**THINGS TO DO**
(1) In the trail run account, which hometown can be seen to the right from the "knife edge" on the mountain?
(2) Rewrite the trail run account between "This run is" and "were having anyway!", inclusive, substituting "lookout tower" for "fire tower".
(3) Write the next part of the trail run account, picking up after its final sentence.

**PASSAGE SHOWN**
########################################
The park opened a little early and I headed out at about 8:15, straight up the mountain to the sounds of thunder and a pack of howling wolves!! . . .yes . . . wolves! The park has a has a large fenced natural area with a pack and they were tuning up with the sounds of thunder from the coming storm. A line of thunder storms was coming in from the west and this presented quite a delima for me!
There are about 10 tall radio towers along a 1 mile section . . . just where I got to when the storm hit! Should I stop and wait out the lightning, or do I try to beat it? I decided to keep running and try to beat it. In retrospect, this probably wasn't one of my best all-time decisions. My plan was going to run FAST as I passed each tower. But those of ou that really know me realize there are no fast bones in my body! Lightning was all around and hit several of the towers, but none when I was close! Man, was I glad to pass that last tower!
This run is really a spectatular run. Once you get to the top of the mountain, you run along a "knife edge" on a jeep road. Essentially, the mountain looks like this: " > " Two ridges join together at one point. Fantastic views to the right (my hometown of Kingsport) and the left, the next ridge I'll be running. These two ridges meet and you head west on the other. While the ridges are straight, they are far from flat! You are either going up, or down . . . almost never flat. At about the five mile point you pass a cool fire tower (again incredible views!!). After the fire tower, the ups/downs settle down some and the running is pretty easy but the views go away. Not really great views in the rains we were having anyway!
Finally, I took the trail that dropped off the ridge and down to Back Hollow and on to the "road." Guess at one point this really was a road, but now it was a creek/bog/mud pit! For every 100 yards of dry land there is at least another 100 yards of creek to run down! You ford the stream several times and at several points you go through a bog . . . the mud was "shoe sucking!" Once, it literally sucked my trail shoe off my foot! Lots of fun reaching down and trying to find your shoe in a foot or more of mud! Then, hobbling to the stream in socks to "wash" the mud out and get your shoe back on!
########################################
**Dataset entries**
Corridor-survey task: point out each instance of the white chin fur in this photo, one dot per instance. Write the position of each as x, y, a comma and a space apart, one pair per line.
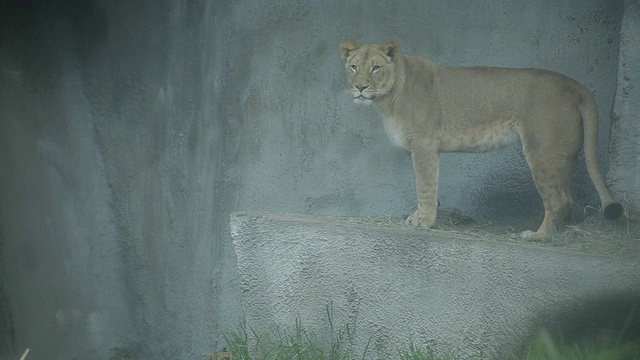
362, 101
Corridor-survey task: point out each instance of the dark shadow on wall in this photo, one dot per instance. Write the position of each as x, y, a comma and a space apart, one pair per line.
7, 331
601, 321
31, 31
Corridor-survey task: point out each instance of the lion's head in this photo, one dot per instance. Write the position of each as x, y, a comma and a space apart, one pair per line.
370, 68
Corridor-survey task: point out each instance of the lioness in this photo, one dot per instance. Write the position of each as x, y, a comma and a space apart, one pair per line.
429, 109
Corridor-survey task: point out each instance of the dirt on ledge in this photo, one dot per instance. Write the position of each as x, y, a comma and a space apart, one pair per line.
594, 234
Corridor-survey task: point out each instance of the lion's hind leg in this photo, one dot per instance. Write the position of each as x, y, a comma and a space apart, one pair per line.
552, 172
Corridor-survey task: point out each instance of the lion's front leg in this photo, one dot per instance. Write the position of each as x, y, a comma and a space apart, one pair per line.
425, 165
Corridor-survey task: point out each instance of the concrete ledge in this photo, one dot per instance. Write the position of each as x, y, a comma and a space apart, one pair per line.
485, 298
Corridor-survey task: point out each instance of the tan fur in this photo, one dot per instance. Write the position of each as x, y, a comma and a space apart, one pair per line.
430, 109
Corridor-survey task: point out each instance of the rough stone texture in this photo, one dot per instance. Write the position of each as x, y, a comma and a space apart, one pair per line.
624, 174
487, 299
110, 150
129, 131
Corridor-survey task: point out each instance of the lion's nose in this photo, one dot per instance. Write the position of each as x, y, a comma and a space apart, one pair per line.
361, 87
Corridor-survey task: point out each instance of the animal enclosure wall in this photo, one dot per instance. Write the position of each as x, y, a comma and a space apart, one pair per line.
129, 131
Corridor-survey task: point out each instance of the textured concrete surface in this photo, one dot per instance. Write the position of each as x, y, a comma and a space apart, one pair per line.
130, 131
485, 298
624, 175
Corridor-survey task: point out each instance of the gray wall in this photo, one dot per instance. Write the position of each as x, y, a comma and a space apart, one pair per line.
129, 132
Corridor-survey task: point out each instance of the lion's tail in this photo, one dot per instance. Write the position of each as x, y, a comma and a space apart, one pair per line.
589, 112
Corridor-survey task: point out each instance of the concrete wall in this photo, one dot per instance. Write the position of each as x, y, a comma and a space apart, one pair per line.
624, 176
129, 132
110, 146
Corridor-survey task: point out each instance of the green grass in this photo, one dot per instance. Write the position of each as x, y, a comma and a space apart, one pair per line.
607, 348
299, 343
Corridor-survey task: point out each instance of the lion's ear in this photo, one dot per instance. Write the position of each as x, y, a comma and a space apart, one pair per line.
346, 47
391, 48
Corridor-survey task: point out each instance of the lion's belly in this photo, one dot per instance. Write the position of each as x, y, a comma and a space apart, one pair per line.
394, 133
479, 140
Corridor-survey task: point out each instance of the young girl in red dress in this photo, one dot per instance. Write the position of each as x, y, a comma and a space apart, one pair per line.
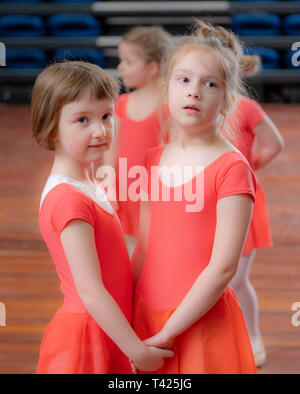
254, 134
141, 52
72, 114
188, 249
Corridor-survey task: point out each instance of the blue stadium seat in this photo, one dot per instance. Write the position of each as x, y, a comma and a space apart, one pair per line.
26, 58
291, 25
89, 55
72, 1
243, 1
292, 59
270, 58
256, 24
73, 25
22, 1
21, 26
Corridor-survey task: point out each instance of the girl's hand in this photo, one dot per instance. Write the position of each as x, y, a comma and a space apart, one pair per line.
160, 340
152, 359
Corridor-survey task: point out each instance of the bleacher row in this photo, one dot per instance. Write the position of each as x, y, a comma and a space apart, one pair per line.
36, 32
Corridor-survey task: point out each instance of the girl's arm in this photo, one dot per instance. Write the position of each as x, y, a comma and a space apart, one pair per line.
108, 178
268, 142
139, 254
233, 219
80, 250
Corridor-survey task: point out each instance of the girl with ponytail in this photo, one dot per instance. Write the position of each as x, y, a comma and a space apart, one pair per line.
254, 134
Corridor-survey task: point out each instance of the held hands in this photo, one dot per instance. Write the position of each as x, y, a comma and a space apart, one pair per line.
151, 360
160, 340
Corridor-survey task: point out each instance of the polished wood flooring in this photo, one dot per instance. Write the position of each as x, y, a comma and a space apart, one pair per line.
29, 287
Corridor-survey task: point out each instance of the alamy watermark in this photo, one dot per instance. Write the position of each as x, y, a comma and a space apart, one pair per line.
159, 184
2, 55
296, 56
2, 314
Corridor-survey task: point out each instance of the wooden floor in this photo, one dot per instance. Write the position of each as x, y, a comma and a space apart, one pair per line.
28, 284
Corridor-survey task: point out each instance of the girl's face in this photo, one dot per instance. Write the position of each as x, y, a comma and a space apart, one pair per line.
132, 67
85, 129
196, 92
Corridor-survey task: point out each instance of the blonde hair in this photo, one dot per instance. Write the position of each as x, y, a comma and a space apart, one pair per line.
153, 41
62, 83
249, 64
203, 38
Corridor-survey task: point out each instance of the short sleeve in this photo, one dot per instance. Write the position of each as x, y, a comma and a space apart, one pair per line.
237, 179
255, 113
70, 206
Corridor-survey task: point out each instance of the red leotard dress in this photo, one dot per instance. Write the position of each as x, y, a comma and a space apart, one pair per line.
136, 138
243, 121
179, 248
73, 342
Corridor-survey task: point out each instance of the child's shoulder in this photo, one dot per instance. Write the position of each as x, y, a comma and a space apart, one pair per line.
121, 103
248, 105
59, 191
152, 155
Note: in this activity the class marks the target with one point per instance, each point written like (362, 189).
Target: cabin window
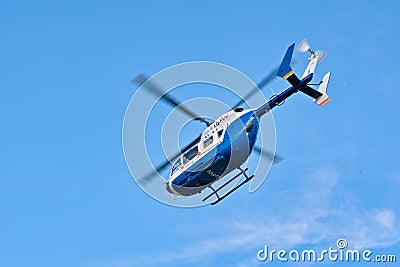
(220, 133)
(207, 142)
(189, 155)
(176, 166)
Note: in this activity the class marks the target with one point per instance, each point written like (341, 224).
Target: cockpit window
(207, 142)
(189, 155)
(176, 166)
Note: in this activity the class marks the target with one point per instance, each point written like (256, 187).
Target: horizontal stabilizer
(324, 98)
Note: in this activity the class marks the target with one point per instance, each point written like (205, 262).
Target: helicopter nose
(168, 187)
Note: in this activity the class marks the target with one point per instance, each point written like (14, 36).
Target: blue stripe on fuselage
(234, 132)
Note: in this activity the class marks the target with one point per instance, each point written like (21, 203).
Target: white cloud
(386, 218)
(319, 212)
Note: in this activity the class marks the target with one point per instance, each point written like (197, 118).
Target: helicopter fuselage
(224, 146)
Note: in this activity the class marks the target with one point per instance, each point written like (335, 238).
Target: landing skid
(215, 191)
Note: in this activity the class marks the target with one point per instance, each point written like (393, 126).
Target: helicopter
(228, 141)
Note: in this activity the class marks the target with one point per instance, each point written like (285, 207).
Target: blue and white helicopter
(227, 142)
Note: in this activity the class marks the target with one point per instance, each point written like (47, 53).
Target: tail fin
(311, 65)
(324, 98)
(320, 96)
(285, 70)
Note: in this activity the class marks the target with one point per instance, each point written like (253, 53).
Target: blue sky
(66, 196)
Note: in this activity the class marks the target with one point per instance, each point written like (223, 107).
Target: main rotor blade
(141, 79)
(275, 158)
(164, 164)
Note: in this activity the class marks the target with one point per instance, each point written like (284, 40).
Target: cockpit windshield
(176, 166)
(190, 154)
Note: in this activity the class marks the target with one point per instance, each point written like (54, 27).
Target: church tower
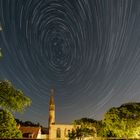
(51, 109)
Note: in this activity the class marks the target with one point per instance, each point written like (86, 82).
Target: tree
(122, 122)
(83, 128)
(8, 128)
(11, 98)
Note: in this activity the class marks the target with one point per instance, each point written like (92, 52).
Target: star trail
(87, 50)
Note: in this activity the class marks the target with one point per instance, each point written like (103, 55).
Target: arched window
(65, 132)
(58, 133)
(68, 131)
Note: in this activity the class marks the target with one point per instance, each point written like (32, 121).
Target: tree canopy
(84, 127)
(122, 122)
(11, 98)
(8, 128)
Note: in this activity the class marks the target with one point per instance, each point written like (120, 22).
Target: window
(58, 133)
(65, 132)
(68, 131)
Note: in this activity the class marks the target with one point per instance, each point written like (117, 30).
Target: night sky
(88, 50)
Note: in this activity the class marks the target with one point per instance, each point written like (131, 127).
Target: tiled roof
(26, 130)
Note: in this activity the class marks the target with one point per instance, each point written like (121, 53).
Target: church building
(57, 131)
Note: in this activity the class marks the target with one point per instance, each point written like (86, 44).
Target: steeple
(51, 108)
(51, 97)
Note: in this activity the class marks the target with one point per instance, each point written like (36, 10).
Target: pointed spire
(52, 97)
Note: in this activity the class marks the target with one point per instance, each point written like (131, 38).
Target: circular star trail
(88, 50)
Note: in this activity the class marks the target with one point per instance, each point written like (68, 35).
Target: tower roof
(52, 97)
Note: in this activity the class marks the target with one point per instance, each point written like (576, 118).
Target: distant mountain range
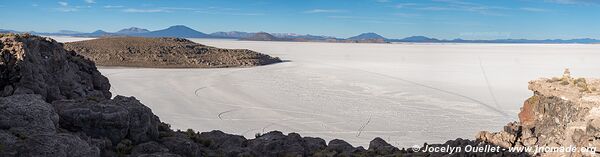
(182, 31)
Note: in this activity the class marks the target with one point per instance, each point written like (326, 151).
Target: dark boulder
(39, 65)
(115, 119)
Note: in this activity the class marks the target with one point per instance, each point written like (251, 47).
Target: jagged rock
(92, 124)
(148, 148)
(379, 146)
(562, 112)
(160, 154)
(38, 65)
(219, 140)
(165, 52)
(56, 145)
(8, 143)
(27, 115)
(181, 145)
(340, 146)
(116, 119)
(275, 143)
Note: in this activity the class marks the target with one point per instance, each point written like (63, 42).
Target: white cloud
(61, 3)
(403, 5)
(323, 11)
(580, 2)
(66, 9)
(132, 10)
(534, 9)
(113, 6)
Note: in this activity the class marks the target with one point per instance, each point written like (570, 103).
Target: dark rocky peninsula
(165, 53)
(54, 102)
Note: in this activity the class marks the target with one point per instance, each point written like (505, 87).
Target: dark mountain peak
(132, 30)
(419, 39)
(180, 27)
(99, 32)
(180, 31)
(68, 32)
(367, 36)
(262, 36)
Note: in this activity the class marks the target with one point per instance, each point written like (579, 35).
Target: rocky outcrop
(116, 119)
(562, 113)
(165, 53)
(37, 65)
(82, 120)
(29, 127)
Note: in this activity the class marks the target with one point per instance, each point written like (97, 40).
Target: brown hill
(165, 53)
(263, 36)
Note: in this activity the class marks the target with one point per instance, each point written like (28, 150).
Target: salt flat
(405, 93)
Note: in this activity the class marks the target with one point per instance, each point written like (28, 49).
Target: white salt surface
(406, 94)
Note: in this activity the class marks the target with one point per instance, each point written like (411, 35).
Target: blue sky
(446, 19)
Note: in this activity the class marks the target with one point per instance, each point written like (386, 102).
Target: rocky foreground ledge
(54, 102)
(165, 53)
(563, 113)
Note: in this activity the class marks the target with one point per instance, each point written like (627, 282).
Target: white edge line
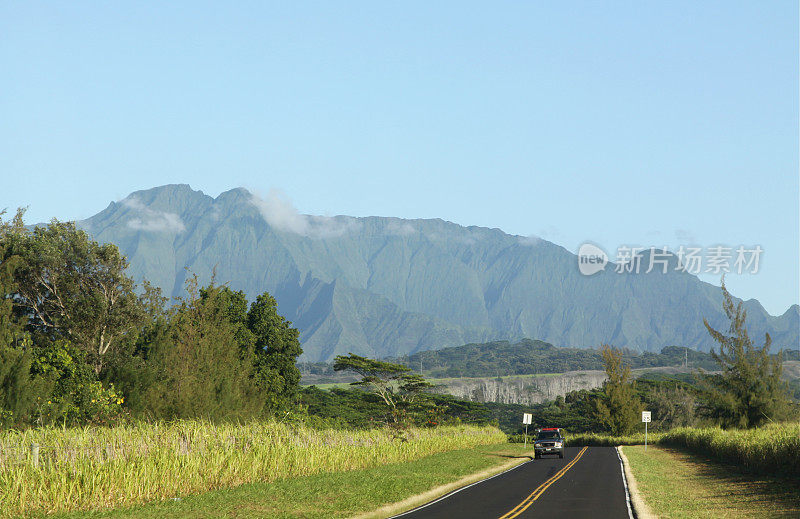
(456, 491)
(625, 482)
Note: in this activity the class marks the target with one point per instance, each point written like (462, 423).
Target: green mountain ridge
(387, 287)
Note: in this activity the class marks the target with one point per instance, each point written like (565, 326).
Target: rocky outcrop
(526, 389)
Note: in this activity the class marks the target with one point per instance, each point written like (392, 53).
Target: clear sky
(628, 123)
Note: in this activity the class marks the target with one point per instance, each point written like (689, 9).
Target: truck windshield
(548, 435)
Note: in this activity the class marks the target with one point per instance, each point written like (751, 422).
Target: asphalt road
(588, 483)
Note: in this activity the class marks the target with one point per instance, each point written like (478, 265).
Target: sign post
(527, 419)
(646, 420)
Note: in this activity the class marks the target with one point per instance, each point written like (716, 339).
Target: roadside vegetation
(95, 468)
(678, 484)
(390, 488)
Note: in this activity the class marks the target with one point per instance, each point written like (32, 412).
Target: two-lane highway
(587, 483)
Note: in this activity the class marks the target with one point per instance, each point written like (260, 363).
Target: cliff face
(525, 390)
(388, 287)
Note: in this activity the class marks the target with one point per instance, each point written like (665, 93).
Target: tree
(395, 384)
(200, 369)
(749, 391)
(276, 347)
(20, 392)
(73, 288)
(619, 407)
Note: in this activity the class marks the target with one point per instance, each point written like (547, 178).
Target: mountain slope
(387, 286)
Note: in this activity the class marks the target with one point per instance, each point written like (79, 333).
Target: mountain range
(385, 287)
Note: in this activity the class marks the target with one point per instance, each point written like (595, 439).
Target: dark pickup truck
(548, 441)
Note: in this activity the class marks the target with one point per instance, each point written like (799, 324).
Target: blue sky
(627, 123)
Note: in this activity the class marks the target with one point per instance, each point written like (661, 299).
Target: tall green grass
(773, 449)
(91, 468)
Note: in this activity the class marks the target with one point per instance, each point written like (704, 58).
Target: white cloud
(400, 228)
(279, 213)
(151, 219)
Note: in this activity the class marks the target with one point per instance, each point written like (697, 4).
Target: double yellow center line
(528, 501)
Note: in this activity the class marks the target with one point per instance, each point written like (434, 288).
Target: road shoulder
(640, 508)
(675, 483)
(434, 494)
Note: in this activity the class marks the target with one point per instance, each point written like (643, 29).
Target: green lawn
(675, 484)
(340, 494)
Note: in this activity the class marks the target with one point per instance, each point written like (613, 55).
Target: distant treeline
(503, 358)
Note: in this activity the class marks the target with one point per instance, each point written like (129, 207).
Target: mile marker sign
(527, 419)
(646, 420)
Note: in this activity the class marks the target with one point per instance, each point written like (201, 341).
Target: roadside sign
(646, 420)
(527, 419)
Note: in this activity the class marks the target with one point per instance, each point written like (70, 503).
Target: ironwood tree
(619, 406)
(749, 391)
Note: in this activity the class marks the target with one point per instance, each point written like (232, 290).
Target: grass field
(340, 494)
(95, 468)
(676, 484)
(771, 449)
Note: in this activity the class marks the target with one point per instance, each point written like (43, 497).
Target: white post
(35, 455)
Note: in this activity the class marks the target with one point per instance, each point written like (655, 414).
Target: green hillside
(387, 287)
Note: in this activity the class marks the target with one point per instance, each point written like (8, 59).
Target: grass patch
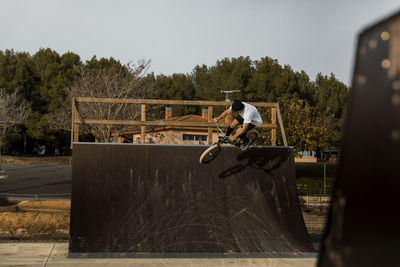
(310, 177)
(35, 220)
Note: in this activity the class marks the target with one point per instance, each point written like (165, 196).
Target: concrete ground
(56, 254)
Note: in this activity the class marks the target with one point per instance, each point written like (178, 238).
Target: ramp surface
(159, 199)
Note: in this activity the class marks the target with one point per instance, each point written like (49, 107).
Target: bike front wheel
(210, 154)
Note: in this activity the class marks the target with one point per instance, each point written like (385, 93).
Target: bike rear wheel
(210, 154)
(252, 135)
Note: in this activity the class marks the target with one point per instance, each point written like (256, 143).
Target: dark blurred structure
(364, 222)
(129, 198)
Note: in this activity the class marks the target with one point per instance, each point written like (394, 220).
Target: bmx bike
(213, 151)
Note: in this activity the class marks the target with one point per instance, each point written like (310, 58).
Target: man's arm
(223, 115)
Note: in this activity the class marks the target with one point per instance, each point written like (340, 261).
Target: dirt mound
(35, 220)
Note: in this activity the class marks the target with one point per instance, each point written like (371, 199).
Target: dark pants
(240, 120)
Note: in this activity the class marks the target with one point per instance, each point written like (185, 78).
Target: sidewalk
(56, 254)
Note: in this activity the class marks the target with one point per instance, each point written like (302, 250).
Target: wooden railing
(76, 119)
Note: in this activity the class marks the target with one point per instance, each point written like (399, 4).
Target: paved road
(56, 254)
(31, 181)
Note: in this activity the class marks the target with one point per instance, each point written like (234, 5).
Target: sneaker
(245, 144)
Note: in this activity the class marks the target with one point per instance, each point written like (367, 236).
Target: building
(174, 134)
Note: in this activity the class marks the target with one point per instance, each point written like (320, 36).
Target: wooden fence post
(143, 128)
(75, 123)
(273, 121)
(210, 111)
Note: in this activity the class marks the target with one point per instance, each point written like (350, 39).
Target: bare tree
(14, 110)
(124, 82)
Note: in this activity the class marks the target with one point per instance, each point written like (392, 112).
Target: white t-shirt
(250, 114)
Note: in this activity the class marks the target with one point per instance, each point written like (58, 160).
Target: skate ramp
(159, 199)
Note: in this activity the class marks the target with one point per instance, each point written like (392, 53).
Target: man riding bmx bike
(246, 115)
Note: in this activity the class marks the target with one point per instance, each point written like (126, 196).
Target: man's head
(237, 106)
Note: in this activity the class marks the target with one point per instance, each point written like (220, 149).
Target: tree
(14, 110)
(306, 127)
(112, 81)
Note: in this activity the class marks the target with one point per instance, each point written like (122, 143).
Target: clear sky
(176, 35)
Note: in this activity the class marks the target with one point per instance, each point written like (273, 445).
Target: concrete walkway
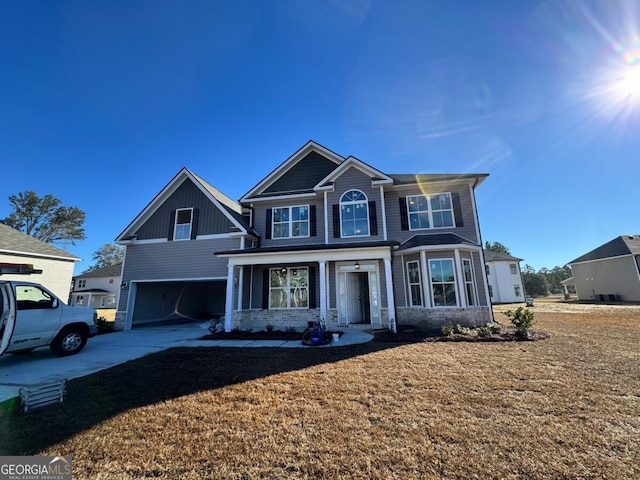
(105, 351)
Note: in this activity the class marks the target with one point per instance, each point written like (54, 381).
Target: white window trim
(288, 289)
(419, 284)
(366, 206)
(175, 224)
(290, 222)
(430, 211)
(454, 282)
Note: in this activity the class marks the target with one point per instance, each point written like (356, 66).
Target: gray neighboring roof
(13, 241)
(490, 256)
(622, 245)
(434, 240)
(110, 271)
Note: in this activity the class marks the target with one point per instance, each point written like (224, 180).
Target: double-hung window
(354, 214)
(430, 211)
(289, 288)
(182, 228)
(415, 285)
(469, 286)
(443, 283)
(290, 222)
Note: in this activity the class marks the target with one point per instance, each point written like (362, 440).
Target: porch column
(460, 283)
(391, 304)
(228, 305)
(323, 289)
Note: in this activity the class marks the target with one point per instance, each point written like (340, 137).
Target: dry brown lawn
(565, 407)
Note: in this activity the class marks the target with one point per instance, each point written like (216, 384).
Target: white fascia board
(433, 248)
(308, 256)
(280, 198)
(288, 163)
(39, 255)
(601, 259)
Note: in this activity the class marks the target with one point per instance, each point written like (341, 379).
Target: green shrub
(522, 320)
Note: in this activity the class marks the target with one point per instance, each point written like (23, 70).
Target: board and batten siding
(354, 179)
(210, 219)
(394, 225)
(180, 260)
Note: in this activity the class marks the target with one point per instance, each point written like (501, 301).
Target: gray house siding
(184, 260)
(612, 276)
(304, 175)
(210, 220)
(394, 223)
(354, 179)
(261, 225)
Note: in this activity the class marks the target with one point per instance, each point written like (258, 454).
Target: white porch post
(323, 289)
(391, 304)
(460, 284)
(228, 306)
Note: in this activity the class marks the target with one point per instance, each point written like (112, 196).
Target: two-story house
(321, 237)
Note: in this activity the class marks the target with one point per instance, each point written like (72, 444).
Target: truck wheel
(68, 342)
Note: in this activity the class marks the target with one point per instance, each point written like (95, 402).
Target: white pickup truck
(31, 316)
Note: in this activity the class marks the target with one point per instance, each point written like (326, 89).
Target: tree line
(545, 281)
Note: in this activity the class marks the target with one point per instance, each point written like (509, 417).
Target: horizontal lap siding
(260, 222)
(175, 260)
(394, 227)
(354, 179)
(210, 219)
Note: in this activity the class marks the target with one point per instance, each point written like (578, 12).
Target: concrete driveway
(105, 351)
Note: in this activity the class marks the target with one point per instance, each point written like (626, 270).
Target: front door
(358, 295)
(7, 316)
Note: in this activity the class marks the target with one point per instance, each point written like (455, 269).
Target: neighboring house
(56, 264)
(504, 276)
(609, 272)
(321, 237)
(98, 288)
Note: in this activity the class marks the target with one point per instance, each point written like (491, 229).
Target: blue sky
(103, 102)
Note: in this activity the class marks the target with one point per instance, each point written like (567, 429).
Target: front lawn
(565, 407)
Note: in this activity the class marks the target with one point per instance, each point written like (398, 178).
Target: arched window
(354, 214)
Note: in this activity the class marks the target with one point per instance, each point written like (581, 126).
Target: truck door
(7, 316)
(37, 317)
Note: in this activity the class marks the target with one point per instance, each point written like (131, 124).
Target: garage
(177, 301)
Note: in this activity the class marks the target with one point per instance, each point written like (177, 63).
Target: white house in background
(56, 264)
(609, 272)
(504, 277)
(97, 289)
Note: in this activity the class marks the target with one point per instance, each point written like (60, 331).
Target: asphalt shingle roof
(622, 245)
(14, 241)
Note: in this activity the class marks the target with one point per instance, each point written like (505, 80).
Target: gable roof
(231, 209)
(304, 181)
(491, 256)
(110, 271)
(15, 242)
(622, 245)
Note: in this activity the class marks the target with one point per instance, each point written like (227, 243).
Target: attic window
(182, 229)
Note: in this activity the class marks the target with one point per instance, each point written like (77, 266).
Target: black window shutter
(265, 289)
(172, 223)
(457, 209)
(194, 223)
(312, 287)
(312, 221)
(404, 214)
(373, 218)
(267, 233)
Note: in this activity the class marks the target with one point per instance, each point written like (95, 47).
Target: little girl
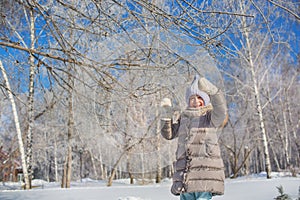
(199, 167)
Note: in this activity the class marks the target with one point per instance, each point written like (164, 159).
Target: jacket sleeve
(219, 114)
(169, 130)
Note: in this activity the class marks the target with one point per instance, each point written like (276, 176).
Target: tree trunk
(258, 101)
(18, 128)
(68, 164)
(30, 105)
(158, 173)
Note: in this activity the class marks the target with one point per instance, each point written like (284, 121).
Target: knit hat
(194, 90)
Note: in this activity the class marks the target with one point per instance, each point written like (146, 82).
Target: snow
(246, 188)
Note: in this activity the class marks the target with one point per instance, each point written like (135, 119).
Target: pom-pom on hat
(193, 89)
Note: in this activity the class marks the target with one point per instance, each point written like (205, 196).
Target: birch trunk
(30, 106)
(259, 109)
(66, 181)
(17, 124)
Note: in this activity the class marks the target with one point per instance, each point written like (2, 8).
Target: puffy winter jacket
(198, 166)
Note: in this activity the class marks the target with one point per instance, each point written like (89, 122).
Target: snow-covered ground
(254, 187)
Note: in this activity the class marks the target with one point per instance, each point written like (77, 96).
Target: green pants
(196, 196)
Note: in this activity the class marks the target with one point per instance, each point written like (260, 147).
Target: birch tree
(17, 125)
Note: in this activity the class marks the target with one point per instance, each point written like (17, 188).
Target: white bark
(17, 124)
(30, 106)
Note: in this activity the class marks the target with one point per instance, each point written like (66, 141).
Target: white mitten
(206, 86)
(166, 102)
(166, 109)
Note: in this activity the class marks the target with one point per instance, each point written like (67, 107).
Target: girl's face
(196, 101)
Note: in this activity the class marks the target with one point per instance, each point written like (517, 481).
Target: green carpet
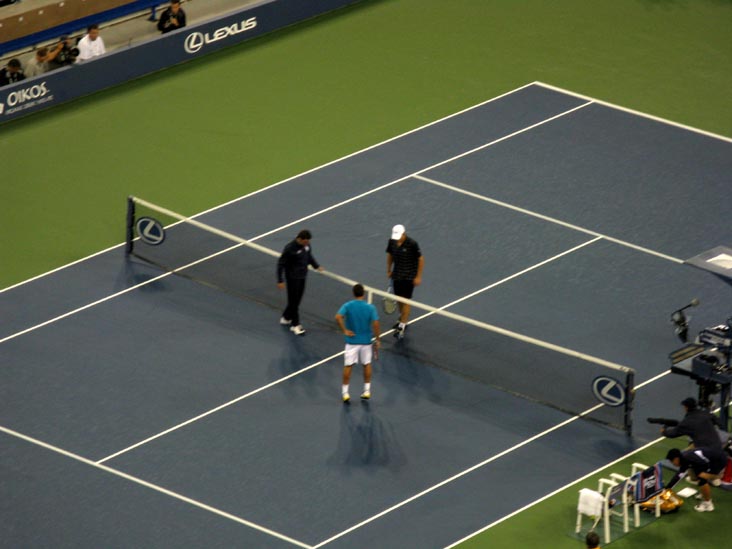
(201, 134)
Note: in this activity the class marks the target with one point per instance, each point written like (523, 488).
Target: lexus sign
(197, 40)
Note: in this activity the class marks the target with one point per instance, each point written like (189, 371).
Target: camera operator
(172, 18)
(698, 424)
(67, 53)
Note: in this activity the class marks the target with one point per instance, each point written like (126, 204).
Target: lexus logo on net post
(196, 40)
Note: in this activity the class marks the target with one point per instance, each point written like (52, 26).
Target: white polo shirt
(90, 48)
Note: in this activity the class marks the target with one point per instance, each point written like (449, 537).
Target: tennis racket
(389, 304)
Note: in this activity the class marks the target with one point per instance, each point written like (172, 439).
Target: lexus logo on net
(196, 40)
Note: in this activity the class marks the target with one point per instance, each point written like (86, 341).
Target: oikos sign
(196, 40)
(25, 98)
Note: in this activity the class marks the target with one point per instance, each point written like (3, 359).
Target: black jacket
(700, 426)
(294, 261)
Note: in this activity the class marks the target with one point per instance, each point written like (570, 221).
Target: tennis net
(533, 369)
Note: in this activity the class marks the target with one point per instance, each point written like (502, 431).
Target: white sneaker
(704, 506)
########################################
**ANSWERS TO THE PROBLEMS**
(1) Kingsport

(2)
This run is really a spectatular run. Once you get to the top of the mountain, you run along a "knife edge" on a jeep road. Essentially, the mountain looks like this: " > " Two ridges join together at one point. Fantastic views to the right (my hometown of Kingsport) and the left, the next ridge I'll be running. These two ridges meet and you head west on the other. While the ridges are straight, they are far from flat! You are either going up, or down . . . almost never flat. At about the five mile point you pass a cool lookout tower (again incredible views!!). After the lookout tower, the ups/downs settle down some and the running is pretty easy but the views go away. Not really great views in the rains we were having anyway!

(3)
I continued down the stream / road until in intersects with Front Hollow "road." This really is a somewhat passable road . . . if you have a non-stock jeep set up for impossibly hard off-road!! The rain stopped by the time I got to this section, but the mud holes were full. This was a long, slow sloppy uphill section to Ledbetter Gap, then a long, slow downhill to where I started . . . about 13.5 miles done and one more lap to go. I re-supplied with Gatorade and had a bowl of chicken noodle soup then headed out again. The weather was now clear and the views were GREAT! I took it easy, walking the uphills and running the downs (very few flat parts, but I ran the few that were there!).
After the fire tower I took a little longer route and tried a trail that was new to me. While the trail did have blazes, it had probably been a couple of years since anyone had been through . . . down trees everywhere, no footprints ever and the trail was REALLY hard to follow. Plus, whoever put the trail in had never learned of the concept of a switchback. This trail went STRAIGHT DOWN the mountain! (more on this part later!). Finally, I came to Back Hollow and continued on. I struggle up Ledbetter Hollow to the gap and a nice, slow run back to my car in about 7 hours! Not a great time, but if you adjust for elevation changes and mud bogs, it wasn't too bad!
After I got home and showered off the mud, I realized that the downhill trail without switchbacks I had really done a number on two of my toenails . . . black and blue, painful as hell and destined to come off! Damn! I'm really sore after this run . . . WAY worse than my 50-miler!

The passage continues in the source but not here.